EXERCISE MATERIAL:

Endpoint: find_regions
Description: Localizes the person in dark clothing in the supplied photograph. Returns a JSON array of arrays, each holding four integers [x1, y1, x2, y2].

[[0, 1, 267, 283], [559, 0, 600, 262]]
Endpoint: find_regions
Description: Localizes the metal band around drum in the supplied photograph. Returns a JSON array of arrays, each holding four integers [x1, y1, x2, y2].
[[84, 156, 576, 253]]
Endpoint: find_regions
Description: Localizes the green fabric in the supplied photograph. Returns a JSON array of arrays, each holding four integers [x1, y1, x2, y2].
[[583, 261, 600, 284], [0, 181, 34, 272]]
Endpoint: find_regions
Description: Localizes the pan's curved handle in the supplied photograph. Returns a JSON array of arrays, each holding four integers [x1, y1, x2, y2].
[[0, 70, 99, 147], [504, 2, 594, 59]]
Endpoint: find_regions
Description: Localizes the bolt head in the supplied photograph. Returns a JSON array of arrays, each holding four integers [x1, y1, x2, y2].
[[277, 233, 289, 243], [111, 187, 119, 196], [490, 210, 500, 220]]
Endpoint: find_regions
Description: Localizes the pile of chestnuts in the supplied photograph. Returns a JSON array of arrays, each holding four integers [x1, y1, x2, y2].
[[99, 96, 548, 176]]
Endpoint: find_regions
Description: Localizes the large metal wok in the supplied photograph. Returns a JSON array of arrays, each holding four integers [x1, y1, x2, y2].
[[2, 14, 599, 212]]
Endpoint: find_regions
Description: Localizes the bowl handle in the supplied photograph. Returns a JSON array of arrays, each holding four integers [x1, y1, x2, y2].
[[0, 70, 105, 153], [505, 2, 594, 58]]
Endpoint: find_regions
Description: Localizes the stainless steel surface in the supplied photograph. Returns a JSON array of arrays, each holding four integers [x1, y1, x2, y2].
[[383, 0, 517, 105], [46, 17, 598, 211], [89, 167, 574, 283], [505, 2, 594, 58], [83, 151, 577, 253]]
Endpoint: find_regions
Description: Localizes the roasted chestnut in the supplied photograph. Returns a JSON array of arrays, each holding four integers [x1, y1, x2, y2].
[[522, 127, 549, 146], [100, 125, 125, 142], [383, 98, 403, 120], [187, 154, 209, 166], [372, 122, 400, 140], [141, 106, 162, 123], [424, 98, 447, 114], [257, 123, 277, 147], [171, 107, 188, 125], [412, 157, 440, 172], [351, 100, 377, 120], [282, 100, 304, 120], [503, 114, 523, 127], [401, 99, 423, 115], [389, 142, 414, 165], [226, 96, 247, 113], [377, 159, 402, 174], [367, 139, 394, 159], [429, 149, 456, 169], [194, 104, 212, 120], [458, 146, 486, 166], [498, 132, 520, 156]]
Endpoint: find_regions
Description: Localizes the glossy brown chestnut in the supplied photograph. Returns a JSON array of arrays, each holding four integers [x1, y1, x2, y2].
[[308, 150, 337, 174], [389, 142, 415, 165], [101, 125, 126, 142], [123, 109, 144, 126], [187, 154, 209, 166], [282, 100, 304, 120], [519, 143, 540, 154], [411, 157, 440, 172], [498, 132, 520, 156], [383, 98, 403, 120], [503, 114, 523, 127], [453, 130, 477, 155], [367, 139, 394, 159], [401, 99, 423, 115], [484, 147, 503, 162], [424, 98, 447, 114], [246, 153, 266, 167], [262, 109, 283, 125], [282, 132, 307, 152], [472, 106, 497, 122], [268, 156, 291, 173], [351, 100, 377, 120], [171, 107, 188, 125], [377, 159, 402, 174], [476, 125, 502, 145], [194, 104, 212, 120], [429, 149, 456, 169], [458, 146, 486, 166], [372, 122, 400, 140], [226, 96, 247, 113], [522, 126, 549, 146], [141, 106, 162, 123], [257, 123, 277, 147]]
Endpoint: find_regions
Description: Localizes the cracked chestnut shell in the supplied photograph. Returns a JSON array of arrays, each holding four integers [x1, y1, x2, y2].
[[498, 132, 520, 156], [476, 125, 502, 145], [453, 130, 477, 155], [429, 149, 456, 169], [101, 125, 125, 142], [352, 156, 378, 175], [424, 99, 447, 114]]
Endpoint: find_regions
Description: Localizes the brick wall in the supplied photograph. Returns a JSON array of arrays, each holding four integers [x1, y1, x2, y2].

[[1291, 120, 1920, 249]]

ASSIGNED TASK: Give back the material above in its entirety, with every word intact.

ANSWER SPACE:
Endpoint: find_regions
Description: Localizes the person in dark clothing in the supplied photograph. Returns a JSON array of arrays, each holding four integers [x1, y1, x2, y2].

[[0, 1, 267, 283], [559, 0, 600, 262]]
Endpoint: find_regions
Description: Localizes the metal band around drum in the supplied photograph. Returns a JSON array of arrays, each holding four integers [x1, y1, x2, y2].
[[84, 156, 576, 253]]
Endpoint: find_regions
Description: Localizes the green fabric in the supplied photograph. Returns a JSON array of arrays, each holding four integers [x1, y1, x2, y2].
[[583, 261, 600, 284], [0, 181, 34, 272]]
Endpoint: find_regions
Description: Localizes the pan's curved handle in the supplied photograph. Returns a JSON array of arrays, each holding four integers [x1, y1, x2, y2].
[[0, 70, 99, 147], [504, 2, 594, 59]]
Endpoint: find_regions
Description: Localizes the bolt head in the supplied photograph. Returns a JSON array of arrays, each holding four integers [x1, y1, x2, y2].
[[277, 233, 289, 243], [111, 187, 119, 196], [490, 210, 500, 220]]
Endpoint: find_regions
Description: Localizes the pile of chestnuts in the supplied photograph. Returns a JSON array of arrays, each holding four integers [x1, y1, x2, y2].
[[99, 96, 548, 176]]
Endpoint: find_regions
Description: Localizes the large metal wok in the supplied photograph. Returns a JSON array of arrays, each holding four integers [x1, y1, x2, y2].
[[2, 14, 599, 212]]
Endpoint: find_regions
Description: Localizes the bowl handle in the supplied photograph. Returns a JSON array of arrays, each holding four integers [x1, y1, x2, y2].
[[0, 70, 105, 153], [505, 2, 594, 58]]
Endpoint: find_regions
Description: Localizes the stainless steel surface in the supplied photograph. Returns a JSON array of arrays, each holding four integers [x1, y1, x2, y2].
[[383, 0, 517, 105], [46, 17, 598, 211], [89, 167, 574, 283], [505, 2, 594, 58], [83, 151, 577, 253]]
Endpoint: find_regions
Description: Localizes the roasted chestnut in the supplied photograph. Returns a JSON array of arrays, each holding four integers [x1, y1, x2, y2].
[[522, 127, 549, 146], [100, 125, 125, 142], [383, 98, 403, 120], [187, 154, 209, 166], [372, 122, 400, 140], [141, 106, 162, 123], [424, 98, 447, 114], [257, 123, 277, 147], [171, 107, 188, 125], [412, 157, 440, 172], [351, 100, 377, 120], [282, 100, 304, 120], [503, 114, 523, 127], [401, 99, 423, 115], [389, 142, 414, 165], [226, 96, 247, 113], [377, 159, 402, 174], [367, 139, 394, 159], [429, 149, 456, 169], [194, 104, 212, 120], [458, 146, 486, 166], [498, 132, 520, 156]]
Endpoint: find_regions
Description: Localizes the glossy brown chestnut in the supplied photograph. Returns a JSON array of arrays, each holding four integers [x1, y1, x2, y2].
[[308, 150, 337, 174], [389, 142, 415, 165], [101, 125, 126, 142], [123, 109, 144, 126], [187, 154, 209, 166], [282, 100, 304, 120], [519, 143, 540, 154], [411, 157, 440, 172], [498, 132, 520, 156], [383, 98, 403, 120], [503, 114, 523, 127], [453, 130, 477, 155], [367, 139, 394, 159], [401, 99, 423, 115], [484, 147, 503, 162], [424, 98, 447, 114], [246, 153, 266, 167], [262, 109, 283, 125], [282, 132, 307, 152], [472, 106, 497, 122], [268, 156, 291, 173], [351, 100, 377, 120], [171, 107, 188, 125], [377, 159, 402, 174], [476, 125, 502, 145], [194, 104, 212, 120], [429, 149, 456, 169], [458, 146, 486, 166], [372, 122, 400, 140], [226, 96, 247, 113], [522, 126, 549, 146], [141, 106, 162, 123], [257, 123, 277, 147]]
Endpoint: find_regions
Description: Localizes the cracked chestnut shell in the supplied photograph. Returns a JSON array of arrays, each holding four integers [x1, y1, x2, y2].
[[498, 132, 520, 156], [476, 125, 502, 145], [453, 130, 477, 155], [429, 149, 456, 169], [101, 125, 125, 142], [352, 156, 378, 175], [424, 99, 447, 114]]
Endpoint: find_regions
Description: Localizes the brick wall in the supplied photograph. Returns a JSON array of arrays, each holding four integers [x1, y1, x2, y2].

[[1291, 120, 1920, 249]]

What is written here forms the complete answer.